> _Quoted passage_
Texture subload

Hi,

I was wondering if there was any way to load a texture on the gpu memory on many frame. For instance, if I have a budget of 0.5ms per frame for texture uploading, I would upload a 512x512 RGBA in 8 frames to be sure to not exceed my budget…

I look like if I have is two options: with PBO and without PBO.

In the case of without PBO, the problem is that the driver only upload the texture when we draw with it, so even if I do many glTexSubImage (it will be copied in the CPU driver managed memory until it is used), when I will draw for example a quad with the texture, the surface allocation will be done on the GPU, and the transfer for the whole texture will be executed on the frame that draw that quad…

In the case of the PBO, I haven’t found a mode that does what I want, and it is even slower since there is one more allocation done on the GPU memory…

Anyone know a way to force a subloading of a texture on the GPU?!

Thanks,

J-P

There is no way, as you can’t know what the driver is doing behind the scene. Still, PBO should be the answer as it enables async transfer. You argument that PBO is slower, because it requires another allocation, is a bit pointless, as you can pre-allocate the PBO memory in andvance.

Like Zengar said, there’s no way to be sure. I also came across this problem some time ago and at that moment I was able to force it by inserting some dummy code:

  • send texture data
  • attach texture to FBO
  • activate FBO
  • deactivate FBO

but I can’t guaranty this will work on all GPUs/drivers.

> _Dataset rows_
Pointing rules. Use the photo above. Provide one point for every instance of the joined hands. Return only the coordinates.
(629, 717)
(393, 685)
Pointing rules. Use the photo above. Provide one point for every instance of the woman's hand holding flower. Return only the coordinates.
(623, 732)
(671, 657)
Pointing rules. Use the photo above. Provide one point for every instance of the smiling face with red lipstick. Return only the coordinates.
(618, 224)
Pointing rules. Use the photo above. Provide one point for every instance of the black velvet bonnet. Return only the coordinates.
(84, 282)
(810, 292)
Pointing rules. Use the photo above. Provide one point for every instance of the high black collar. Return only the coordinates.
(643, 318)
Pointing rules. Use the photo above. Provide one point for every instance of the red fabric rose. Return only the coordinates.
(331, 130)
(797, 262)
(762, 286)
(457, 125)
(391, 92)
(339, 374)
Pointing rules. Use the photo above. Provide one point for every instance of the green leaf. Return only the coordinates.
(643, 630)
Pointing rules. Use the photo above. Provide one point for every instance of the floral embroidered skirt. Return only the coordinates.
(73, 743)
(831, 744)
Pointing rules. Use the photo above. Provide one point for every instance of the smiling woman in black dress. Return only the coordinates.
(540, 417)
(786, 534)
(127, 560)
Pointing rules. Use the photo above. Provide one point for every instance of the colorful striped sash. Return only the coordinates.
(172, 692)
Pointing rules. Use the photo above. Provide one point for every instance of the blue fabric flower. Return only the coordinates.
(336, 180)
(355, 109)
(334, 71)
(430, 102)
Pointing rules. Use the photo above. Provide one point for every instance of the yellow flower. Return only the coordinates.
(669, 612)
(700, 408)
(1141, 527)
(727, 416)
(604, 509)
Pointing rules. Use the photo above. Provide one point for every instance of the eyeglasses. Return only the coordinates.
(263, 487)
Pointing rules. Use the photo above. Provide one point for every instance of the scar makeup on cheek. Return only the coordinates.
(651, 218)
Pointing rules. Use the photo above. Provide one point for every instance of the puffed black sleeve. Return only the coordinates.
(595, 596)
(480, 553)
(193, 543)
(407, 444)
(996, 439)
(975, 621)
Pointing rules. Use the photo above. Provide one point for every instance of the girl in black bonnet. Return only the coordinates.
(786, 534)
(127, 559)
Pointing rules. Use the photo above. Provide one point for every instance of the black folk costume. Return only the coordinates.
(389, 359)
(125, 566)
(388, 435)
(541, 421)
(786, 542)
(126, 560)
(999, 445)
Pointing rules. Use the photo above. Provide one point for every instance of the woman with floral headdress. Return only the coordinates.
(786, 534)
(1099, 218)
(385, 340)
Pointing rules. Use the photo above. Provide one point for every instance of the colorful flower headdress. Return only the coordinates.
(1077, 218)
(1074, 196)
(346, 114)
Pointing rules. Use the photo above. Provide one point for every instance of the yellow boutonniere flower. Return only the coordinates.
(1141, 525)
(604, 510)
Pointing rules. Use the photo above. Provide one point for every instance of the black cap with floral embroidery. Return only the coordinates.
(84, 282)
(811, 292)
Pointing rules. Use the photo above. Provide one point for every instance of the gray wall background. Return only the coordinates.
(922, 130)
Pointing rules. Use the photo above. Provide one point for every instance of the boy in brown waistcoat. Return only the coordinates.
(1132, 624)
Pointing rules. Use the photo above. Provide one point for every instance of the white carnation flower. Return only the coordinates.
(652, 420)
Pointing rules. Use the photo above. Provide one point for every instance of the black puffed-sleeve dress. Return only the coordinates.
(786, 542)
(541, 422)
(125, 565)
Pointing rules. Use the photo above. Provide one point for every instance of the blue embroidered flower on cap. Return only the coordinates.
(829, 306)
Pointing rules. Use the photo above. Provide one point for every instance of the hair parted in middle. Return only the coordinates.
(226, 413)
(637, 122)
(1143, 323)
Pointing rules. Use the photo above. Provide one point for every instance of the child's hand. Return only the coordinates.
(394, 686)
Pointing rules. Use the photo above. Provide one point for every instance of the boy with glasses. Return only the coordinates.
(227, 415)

> _What is asked_
a: Answer these about the texture subload thread, one line each:
(i) What per-frame budget for texture uploading is given?
(ii) Over how many frames would the 512x512 RGBA texture be uploaded?
(iii) In the dummy code from the last reply, what is the texture attached to?
b: Please translate this sentence from the texture subload thread into Spanish: "Still, PBO should be the answer as it enables async transfer."
c: In the texture subload thread, rewrite the passage that begins at the words "In the case of the" and stops after "on the GPU?!", swapping "GPU memory" for "video memory".

> _Exercise answers_
a:
(i) 0.5ms per frame
(ii) 8 frames
(iii) An FBO

b: Aun así, PBO debería ser la solución, ya que permite la transferencia asíncrona.

c:
In the case of the PBO, I haven’t found a mode that does what I want, and it is even slower since there is one more allocation done on the video memory…

Anyone know a way to force a subloading of a texture on the GPU?!